== DATA UNDER STUDY

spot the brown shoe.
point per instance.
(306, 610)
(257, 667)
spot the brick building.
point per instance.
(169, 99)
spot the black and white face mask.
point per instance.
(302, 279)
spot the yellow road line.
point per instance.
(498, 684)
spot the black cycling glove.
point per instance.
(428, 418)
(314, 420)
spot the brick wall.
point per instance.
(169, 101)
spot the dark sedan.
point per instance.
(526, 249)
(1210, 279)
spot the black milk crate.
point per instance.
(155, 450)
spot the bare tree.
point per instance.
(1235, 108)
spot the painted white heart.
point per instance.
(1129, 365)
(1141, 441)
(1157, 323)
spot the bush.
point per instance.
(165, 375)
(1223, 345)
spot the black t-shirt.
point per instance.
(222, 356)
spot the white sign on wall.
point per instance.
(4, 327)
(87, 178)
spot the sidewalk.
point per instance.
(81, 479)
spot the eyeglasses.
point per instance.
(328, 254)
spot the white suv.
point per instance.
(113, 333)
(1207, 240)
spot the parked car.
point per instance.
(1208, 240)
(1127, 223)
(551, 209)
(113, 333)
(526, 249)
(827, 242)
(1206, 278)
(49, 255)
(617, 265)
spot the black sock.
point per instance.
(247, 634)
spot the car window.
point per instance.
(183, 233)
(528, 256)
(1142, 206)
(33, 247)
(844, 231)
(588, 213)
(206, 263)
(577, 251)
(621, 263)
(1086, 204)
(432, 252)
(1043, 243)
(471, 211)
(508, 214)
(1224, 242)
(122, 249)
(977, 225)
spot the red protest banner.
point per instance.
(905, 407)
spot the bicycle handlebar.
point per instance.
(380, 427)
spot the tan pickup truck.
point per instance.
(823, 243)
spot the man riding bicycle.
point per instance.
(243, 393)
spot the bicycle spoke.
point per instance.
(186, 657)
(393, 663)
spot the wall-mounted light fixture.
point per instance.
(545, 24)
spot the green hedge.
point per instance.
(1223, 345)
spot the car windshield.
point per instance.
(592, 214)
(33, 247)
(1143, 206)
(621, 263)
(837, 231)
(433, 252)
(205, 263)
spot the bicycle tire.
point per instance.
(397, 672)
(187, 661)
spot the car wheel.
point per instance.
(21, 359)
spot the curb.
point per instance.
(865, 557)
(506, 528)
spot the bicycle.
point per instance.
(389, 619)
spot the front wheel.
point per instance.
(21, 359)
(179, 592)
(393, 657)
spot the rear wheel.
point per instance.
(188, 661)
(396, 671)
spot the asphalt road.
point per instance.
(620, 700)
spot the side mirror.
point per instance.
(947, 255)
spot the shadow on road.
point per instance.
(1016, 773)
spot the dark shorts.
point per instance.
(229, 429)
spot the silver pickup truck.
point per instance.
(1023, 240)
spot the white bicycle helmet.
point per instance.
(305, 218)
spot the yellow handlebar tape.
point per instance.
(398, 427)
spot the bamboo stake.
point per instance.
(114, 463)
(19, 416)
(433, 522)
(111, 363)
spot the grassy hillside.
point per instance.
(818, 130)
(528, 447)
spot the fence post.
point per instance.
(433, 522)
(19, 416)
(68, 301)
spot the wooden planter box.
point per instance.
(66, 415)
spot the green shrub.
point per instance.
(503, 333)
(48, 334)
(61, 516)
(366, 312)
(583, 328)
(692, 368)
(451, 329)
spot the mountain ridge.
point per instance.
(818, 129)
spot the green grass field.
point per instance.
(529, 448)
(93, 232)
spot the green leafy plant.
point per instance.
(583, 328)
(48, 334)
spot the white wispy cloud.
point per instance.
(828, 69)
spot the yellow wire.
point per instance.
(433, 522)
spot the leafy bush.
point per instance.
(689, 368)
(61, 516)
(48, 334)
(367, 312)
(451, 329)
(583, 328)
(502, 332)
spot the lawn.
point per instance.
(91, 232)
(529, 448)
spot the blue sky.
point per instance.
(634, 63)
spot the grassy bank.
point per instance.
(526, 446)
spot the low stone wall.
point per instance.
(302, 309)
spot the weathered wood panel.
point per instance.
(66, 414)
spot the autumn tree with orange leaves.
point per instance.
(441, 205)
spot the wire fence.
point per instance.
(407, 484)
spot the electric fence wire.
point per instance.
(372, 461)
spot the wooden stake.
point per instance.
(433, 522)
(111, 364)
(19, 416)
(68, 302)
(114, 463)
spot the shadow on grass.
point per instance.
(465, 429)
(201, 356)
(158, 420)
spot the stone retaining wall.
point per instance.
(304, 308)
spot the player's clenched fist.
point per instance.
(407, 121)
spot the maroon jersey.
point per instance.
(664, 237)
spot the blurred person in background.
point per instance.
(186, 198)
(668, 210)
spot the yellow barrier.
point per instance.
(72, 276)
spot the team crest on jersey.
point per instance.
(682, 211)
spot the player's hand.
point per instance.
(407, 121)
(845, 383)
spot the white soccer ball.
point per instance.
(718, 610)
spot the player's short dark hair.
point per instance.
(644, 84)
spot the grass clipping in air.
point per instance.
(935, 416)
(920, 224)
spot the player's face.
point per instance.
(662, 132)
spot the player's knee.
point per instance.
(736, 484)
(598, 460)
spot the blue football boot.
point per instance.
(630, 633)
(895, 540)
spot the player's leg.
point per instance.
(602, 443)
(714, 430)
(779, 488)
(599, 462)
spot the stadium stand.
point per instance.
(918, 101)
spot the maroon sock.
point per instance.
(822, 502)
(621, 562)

====

YOUR TASK
Nothing but the lines from the one containing "spot the player's leg." to the end of the records above should appear, each copied exactly.

YOUR SOLUTION
spot the player's leg.
point per instance.
(602, 443)
(714, 430)
(779, 488)
(599, 462)
spot the stadium stand.
point per instance.
(918, 101)
spot the maroon sock.
point per instance.
(822, 502)
(621, 562)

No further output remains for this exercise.